Excerpted passage:
☆ ☆ ☆
The type of close packing is then determined by how these layers are stacked. If one layer (which is not necessarily close-packed itself) is stacked directly on top of the other, it is simple cubic packing (aaaa...). If the layers alternate every other layer (abababab...), it is hexagonal close packing. If the layers repeat on the third row (abcabcabc...), it is cubic close packing.

>> Holes

The easiest way to determine the type of hole is by looking at how the atoms surround the ion in the hole. Hexagonal and cubic close packing have octahedral and tetrahedral holes. Ions in tetrahedral holes are surrounded by ions in a tetrahedral orientation. Ions in octahedral holes are surrounded by ions oriented octahedrally. For simple cubic packing, the holes are cubic holes. The ion is surrounded by eight other ions arranged in a cube.

>> Example 7

What kind of hole is the white ion in if it is surrounded as follows?

Solution:

The center ion is surrounded by six other ions. The ions are oriented top, bottom, left, right, front, back, which is an octahedral geometry. Therefore the ion is in an octahedral hole.
☆ ☆ ☆
Dataset entries:
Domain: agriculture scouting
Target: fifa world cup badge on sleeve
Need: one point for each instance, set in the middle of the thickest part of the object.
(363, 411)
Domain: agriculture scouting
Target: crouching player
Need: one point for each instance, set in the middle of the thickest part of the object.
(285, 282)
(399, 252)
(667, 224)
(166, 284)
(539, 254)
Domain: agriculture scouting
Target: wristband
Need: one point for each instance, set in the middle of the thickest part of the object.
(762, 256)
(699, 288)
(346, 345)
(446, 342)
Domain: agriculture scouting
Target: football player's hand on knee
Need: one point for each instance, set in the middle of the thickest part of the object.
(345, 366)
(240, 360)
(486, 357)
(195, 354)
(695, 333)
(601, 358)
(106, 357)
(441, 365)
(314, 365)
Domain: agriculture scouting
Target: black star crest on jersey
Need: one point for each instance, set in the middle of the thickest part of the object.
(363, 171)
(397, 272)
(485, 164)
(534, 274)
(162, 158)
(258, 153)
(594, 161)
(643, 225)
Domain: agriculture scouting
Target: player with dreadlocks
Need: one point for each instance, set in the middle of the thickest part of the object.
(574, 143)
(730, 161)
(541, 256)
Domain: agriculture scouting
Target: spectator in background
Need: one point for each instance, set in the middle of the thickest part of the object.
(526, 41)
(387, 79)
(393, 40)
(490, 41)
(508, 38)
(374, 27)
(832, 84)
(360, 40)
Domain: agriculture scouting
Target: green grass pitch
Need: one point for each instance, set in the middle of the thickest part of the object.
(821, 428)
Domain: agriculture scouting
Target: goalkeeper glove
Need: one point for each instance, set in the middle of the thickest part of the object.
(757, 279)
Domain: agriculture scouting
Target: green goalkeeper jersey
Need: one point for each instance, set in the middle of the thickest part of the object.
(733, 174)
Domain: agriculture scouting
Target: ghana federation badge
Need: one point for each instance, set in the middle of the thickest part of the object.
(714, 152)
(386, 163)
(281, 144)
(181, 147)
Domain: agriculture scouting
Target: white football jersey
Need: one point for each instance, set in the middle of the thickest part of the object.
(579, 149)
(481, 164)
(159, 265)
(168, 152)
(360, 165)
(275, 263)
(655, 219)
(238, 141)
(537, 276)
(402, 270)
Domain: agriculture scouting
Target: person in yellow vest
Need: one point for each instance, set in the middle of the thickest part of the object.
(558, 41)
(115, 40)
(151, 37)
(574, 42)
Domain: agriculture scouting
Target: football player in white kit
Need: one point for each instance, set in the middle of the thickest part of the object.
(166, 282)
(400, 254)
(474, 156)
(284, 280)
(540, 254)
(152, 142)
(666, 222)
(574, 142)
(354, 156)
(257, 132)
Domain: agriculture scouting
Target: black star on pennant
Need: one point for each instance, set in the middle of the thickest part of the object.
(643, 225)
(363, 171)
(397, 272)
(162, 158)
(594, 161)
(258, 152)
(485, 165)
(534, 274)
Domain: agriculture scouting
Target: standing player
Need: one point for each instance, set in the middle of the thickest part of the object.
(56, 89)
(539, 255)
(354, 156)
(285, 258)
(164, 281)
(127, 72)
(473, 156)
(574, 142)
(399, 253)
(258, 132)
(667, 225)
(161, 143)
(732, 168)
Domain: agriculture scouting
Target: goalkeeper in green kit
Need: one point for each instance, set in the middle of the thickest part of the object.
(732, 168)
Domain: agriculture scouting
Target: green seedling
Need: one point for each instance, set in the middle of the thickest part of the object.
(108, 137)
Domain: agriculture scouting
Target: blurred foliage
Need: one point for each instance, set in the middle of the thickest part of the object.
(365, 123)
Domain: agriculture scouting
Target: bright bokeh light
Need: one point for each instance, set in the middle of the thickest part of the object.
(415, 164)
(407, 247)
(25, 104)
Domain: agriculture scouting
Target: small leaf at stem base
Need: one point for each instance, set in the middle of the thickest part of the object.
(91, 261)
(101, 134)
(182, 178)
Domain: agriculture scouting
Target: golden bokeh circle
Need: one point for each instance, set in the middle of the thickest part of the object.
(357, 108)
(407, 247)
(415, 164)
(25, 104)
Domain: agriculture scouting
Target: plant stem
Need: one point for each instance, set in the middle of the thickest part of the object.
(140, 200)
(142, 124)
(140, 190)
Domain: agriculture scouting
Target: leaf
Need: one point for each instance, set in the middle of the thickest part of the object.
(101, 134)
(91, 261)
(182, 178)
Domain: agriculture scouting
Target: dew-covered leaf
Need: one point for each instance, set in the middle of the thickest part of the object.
☆ ☆ ☆
What is asked:
**A.** According to the passage on close packing, how are the layers stacked in hexagonal close packing?
**B.** Extend the passage on close packing by writing what comes after its last sentence.
The listing has no role in this exercise.

Answers per task:
**A.** The layers alternate every other layer, in an abababab... pattern.

**B.**
The size of the hole depends on the type and size of the atoms making the hole. Larger close-packed atoms leave larger holes. Cubic holes are larger than octahedral holes, which are larger than tetrahedral holes. However, there are more tetrahedral holes than octahedral holes. The ratio of anion and cation size can be used to predict what type of hole the ion will occupy. Table 10.2 lists the ratios appropriate for each type of hole.

>> Example 8

For the following cations and anion, predict the type of hole the smaller ion will occupy.

1. Fe²⁺ (r = 55 pm) and S^2– (r = 184 pm)
2. K⁺ (r = 151 pm) and Cl^– (r = 181 pm)
3. Cs⁺ (r = 174 pm) and F^– (r = 133 pm)

Solution:

1. Sulfide is the larger ion, so it forms the packing structure and iron(II) is in the holes. The ratio of smaller/larger = 55/184 = 0.30. That makes iron(II) small enough to fit in tetrahedral holes.
2. Chloride is the larger ion, so potassium will fit in the holes. The ratio of smaller/larger = 151/181 = 0.83. So the potassium will only fit in cubic holes.
3. Cesium is the larger ion, so the ratio of smaller/larger = 133/174 = 0.76. Fluorides are also in cubic holes.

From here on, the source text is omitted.